SELECTED PASSAGE
— START —

# bottles from lake huron



## moparman (Aug 13, 2006)

Hi all been busy haven't had much time but this weekend me and the wife went garage sale along beautiful lake huron its a 4th annual event that goes for 200 miles well I found one lady and her hubby dive for bottles they dont keep them she was selling them so I bought all she had and I gave her my number she told me her friend has allot more some of the milks cant find much about I am going to clean them up some wiskey too and other any info I know you guys know allot thanks


----------



## madpaddla (Aug 13, 2006)

Moparman Good luck with those finds.  Seems like you have a great lead.
 Ben


----------



## moparman (Aug 13, 2006)

I finally did it put some pictures on I think I get it I have more to put up


----------



## moparman (Aug 13, 2006)

more pictures


----------



## moparman (Aug 13, 2006)

more from different side


----------



## Bixel (Aug 13, 2006)

Any Ontario bottles in there....? If so, I would be interested.


----------



## moparman (Aug 13, 2006)

I know one is a canada dry I havent looked at them all but I will most of the milks are from detroit some I have never heard of I will list them after I clean them


----------



## moparman (Aug 13, 2006)

here is some of the milks names parkview dairy, jersey creamery co. detroit, bordens, gabels creamery this one is very small and heavy hard to read its elcing or ebling golden new jersey milk and associated milk dealers incorporated I have no clue the age or value there is more but theies are the first I tried to clean let me know what you think.
 Bill


----------



## capsoda (Aug 13, 2006)

Hey Bill, Is that a green pint wiskey with a shotglass top.


----------



## moparman (Aug 13, 2006)

yes it looks like that its a mohawk has a indian on the bottle do you know anything about it thanks capsoda


----------



## capsoda (Aug 13, 2006)

Can you post a close up of it.


----------



## moparman (Aug 13, 2006)

I have been trying to clean all the bottles what a task some neat bottles here are some close ups


----------



## moparman (Aug 13, 2006)

here is another


----------



## moparman (Aug 13, 2006)

bottom


----------



## DIGGER DAVE (Aug 13, 2006)

— END —

TASKS TO COMPLETE
• A. For each statement, say yes or no as to whether the bottle thread supports it, and quote the words from the thread that decide it.
(i) The lady and her husband keep the bottles they dive for.
(ii) Most of the milk bottles come from Detroit.
(iii) The green pint whiskey bottle is a Mohawk with an Indian on it.
• B. Please repeat the part of the bottle thread that opens with the words containing "# bottles from" and closes with "madpaddla (Aug 13, 2006)".
The entries after the bottle thread play no part in this.

LISTED RECORDS
— START —

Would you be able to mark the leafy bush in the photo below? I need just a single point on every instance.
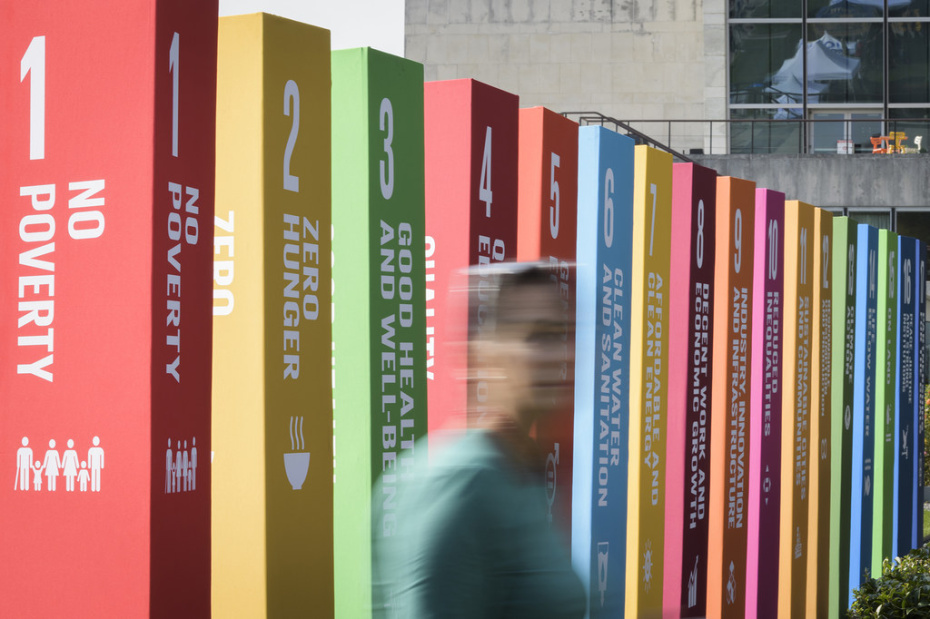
(902, 591)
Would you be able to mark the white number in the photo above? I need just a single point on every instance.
(738, 238)
(609, 207)
(826, 262)
(652, 229)
(174, 67)
(700, 237)
(773, 249)
(554, 162)
(803, 261)
(387, 171)
(851, 271)
(291, 93)
(892, 263)
(484, 183)
(33, 65)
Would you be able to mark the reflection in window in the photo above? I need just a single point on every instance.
(844, 62)
(914, 123)
(764, 9)
(909, 62)
(757, 51)
(843, 9)
(755, 133)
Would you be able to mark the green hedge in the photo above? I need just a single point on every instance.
(902, 591)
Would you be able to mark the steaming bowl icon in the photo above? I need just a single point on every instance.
(296, 466)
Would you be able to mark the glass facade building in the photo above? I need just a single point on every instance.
(845, 71)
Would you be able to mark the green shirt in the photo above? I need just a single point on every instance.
(473, 539)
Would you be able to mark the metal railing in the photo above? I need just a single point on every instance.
(596, 118)
(762, 135)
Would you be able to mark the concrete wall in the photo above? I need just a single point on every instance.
(835, 181)
(630, 59)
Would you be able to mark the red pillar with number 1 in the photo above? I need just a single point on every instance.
(106, 225)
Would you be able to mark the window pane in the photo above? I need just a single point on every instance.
(864, 126)
(909, 8)
(844, 63)
(914, 122)
(761, 9)
(909, 62)
(757, 54)
(762, 136)
(845, 9)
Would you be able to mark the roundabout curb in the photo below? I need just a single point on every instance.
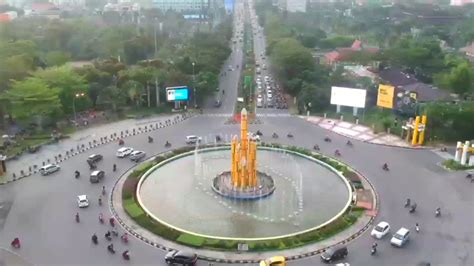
(164, 247)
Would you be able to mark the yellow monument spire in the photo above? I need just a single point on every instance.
(244, 157)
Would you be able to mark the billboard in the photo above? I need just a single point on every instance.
(177, 94)
(385, 96)
(348, 97)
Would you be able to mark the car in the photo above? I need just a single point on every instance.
(400, 237)
(136, 156)
(192, 139)
(124, 152)
(180, 257)
(49, 169)
(274, 261)
(94, 158)
(380, 230)
(96, 176)
(82, 201)
(334, 253)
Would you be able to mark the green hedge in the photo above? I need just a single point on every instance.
(134, 210)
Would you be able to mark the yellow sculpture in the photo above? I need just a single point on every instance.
(244, 157)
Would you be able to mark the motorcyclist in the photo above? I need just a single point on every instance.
(16, 242)
(111, 248)
(126, 255)
(95, 239)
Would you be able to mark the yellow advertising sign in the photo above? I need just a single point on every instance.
(385, 96)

— END —

THE SOLUTIONS
• A.
(i) No: "they dont keep them"
(ii) Yes: "most of the milks are from detroit"
(iii) Yes: "its a mohawk has a indian on the bottle"

• B.
# bottles from lake huron



## moparman (Aug 13, 2006)

Hi all been busy haven't had much time but this weekend me and the wife went garage sale along beautiful lake huron its a 4th annual event that goes for 200 miles well I found one lady and her hubby dive for bottles they dont keep them she was selling them so I bought all she had and I gave her my number she told me her friend has allot more some of the milks cant find much about I am going to clean them up some wiskey too and other any info I know you guys know allot thanks


----------



## madpaddla (Aug 13, 2006)